== Segment start ==
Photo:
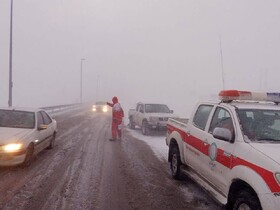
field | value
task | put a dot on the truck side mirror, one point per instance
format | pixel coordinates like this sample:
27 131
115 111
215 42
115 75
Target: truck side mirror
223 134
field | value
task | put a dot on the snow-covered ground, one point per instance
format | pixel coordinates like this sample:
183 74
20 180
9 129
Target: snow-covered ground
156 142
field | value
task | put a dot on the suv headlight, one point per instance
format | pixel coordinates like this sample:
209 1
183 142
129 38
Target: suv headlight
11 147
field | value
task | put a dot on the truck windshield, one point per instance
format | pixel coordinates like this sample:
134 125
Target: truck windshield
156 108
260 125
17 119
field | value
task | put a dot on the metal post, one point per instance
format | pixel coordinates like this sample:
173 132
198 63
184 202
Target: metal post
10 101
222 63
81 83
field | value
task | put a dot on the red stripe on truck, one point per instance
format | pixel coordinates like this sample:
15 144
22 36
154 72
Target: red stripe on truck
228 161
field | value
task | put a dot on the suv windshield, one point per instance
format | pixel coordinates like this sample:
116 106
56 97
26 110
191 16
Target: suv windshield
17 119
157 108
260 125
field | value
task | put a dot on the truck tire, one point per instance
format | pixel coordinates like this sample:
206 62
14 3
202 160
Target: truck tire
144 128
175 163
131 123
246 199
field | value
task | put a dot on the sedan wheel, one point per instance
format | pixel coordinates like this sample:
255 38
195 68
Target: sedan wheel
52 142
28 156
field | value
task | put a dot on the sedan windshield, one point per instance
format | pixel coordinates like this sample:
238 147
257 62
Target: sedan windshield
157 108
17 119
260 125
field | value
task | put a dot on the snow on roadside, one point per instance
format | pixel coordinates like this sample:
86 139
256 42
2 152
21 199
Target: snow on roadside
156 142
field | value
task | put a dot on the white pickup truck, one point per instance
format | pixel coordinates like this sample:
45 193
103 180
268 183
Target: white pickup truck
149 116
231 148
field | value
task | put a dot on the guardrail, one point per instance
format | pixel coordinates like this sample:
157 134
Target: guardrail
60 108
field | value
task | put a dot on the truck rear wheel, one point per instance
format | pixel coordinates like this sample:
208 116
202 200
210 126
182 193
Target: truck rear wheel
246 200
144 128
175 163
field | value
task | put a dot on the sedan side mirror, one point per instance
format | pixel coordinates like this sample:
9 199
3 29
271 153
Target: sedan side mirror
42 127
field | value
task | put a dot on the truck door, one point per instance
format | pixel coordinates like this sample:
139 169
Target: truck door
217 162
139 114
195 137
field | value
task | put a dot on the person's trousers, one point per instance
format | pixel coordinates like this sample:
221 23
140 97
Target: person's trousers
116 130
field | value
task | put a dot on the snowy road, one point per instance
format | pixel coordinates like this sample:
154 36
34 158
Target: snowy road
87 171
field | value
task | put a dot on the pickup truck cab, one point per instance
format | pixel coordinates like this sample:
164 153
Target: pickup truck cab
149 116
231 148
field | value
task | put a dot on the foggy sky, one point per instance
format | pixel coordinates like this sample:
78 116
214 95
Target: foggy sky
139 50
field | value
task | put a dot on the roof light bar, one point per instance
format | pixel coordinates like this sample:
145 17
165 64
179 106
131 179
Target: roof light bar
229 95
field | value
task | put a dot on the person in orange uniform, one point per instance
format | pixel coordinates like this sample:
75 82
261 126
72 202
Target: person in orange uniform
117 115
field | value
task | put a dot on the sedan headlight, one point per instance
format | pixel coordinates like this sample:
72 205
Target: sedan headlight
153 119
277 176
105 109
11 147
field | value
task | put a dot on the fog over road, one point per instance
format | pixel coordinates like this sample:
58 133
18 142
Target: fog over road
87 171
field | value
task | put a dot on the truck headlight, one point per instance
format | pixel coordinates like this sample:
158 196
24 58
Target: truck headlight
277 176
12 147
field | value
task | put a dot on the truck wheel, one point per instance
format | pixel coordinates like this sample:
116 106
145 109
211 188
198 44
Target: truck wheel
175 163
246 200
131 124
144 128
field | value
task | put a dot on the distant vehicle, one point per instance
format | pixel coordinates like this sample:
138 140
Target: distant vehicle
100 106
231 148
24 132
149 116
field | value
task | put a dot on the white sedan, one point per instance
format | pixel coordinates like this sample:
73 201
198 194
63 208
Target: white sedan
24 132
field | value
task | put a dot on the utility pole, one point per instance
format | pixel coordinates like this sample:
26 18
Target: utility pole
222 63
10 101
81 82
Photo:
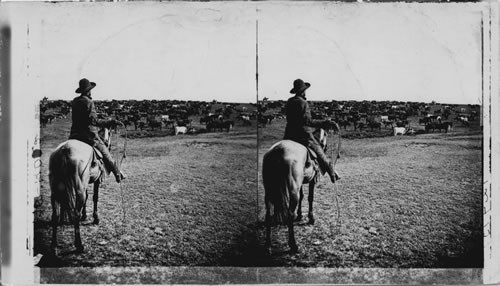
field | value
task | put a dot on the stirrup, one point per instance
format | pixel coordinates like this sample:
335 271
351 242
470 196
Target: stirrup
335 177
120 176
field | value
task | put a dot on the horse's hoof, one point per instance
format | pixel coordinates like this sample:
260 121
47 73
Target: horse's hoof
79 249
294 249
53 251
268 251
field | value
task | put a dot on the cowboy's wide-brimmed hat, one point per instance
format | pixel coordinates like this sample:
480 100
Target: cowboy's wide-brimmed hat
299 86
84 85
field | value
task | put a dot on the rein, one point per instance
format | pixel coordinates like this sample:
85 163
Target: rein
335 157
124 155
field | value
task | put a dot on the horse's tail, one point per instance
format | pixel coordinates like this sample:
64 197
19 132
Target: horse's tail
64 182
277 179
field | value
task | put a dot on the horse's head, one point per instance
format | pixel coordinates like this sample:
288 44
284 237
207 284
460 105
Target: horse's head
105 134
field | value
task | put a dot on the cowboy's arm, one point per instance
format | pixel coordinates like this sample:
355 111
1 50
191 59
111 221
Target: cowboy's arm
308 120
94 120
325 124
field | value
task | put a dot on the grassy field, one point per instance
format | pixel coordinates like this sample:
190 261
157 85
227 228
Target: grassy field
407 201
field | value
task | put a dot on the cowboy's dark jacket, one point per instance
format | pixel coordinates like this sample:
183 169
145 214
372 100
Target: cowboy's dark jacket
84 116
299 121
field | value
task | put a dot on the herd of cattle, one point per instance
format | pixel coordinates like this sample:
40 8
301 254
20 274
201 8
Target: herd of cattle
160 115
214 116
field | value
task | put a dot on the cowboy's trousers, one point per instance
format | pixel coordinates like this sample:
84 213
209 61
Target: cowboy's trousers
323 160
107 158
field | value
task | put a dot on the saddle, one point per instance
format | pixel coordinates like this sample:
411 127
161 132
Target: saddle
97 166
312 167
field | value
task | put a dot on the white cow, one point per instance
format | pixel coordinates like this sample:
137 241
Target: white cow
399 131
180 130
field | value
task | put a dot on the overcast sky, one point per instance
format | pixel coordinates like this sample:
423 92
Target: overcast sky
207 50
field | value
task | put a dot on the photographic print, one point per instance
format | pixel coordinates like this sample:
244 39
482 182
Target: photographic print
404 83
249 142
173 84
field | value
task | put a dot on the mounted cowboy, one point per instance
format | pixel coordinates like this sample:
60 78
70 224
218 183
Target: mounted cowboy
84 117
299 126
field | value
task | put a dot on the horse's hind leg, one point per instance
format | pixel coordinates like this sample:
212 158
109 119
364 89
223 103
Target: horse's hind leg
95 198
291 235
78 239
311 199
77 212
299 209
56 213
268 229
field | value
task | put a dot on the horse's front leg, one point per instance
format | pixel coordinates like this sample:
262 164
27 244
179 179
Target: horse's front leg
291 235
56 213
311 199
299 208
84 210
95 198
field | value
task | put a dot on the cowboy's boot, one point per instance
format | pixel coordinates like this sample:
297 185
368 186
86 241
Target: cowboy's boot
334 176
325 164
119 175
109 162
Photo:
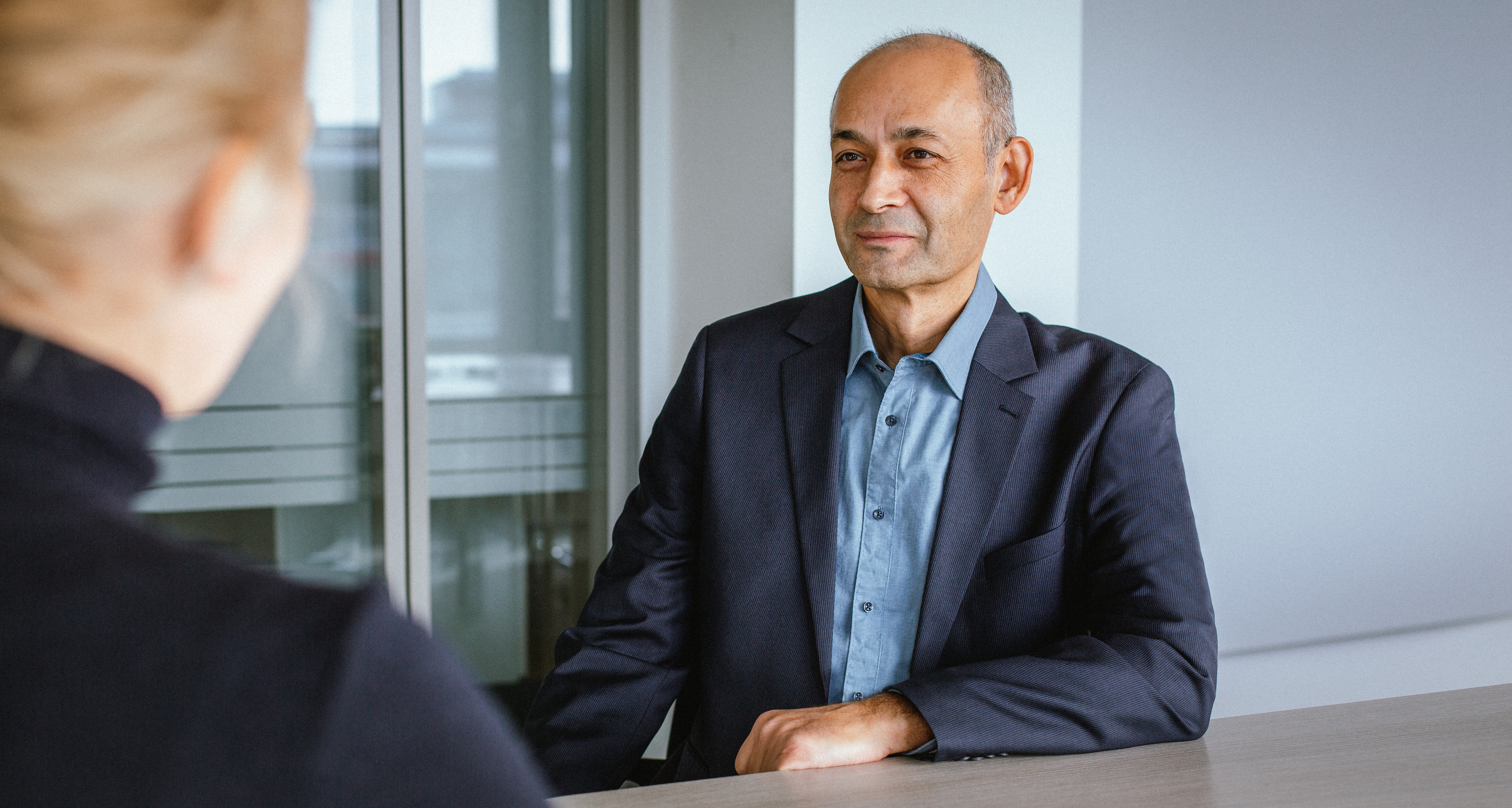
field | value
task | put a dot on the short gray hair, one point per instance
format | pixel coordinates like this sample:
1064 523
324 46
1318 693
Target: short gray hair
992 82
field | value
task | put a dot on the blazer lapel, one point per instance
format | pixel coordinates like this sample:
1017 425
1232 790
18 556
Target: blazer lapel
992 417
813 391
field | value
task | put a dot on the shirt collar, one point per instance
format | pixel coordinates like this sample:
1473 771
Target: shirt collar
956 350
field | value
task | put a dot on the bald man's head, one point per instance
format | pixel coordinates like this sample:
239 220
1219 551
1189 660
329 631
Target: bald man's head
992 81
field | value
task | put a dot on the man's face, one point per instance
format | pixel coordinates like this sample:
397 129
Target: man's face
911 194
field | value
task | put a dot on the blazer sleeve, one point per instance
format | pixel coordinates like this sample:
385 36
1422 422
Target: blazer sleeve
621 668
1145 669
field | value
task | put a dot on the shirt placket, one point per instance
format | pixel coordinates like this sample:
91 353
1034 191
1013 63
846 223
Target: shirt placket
== Segment end ==
== Segment start ==
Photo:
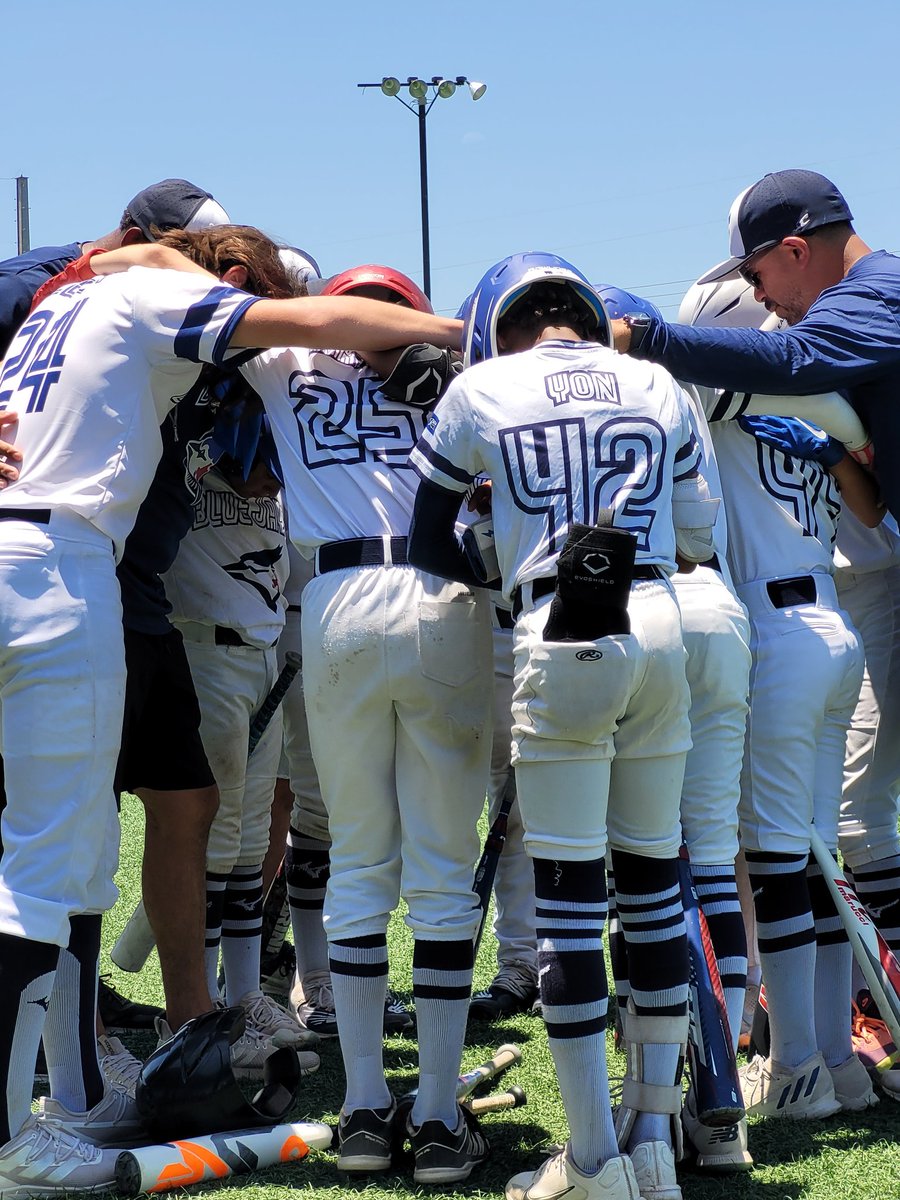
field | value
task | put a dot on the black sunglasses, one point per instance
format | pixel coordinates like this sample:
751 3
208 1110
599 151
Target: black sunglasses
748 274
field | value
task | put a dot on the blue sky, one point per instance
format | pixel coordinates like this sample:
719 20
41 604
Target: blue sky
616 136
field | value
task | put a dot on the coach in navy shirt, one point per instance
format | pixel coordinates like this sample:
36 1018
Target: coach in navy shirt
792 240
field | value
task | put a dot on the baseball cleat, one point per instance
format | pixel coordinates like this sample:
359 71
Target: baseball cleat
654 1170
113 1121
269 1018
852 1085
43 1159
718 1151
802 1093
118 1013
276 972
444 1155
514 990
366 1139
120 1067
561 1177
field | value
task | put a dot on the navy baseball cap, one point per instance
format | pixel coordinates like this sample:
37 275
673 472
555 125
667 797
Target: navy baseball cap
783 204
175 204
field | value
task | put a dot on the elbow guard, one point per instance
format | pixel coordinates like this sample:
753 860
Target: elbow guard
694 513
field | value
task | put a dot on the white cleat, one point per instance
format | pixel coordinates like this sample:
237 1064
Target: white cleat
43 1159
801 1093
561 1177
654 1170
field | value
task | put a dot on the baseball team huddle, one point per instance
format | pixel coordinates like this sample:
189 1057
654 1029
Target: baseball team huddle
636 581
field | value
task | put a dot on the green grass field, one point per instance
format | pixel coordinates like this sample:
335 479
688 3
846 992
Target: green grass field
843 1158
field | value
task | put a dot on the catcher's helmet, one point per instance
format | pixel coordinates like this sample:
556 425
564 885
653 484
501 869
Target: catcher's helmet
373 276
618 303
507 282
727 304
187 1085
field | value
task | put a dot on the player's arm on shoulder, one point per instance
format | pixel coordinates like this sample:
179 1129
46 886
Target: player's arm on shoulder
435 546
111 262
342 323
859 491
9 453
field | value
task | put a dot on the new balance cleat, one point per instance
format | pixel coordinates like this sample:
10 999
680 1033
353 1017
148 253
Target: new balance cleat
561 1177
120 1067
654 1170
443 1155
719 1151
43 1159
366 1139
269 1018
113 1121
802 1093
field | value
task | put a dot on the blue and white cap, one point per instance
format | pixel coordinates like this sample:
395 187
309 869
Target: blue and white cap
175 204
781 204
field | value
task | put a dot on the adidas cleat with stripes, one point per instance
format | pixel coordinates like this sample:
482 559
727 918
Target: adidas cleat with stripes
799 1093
== Segment end ==
== Segment start ==
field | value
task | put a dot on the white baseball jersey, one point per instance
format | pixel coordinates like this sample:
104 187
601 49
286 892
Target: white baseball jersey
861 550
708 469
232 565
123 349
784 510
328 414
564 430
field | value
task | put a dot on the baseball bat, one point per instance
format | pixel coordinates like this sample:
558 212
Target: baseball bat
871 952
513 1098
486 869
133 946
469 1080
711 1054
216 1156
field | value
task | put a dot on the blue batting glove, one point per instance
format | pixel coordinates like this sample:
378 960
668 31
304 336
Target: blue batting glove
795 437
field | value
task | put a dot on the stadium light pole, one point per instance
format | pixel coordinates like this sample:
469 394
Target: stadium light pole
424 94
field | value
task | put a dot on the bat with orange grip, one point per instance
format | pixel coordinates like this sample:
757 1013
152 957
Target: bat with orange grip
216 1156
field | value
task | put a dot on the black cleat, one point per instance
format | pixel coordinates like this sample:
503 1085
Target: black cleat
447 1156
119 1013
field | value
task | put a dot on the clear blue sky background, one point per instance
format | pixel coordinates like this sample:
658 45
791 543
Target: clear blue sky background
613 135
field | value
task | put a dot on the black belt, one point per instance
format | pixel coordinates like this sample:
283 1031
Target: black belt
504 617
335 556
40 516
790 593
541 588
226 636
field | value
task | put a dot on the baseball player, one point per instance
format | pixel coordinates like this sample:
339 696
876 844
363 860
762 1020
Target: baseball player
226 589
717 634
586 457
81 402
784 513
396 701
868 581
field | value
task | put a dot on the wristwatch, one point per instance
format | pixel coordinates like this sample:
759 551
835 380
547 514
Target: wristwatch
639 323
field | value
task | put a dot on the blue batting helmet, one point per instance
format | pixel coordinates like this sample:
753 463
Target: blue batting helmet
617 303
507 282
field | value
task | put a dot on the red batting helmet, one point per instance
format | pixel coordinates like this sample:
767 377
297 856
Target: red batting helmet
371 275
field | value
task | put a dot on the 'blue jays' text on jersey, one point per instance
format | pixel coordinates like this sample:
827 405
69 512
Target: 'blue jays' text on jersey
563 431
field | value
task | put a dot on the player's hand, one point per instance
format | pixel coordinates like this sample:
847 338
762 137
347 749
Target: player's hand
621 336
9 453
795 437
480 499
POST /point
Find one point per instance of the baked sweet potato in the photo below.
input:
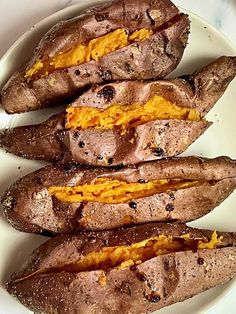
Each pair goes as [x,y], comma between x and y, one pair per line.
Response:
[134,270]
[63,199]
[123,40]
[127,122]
== Segment end ==
WHAT YOU HAVE TO DO:
Wherever "placket" appears in the listing, report the line it is on.

OUTPUT OF THE EXERCISE:
task | put a dot on the shirt placket, one point per instance
Target: shirt placket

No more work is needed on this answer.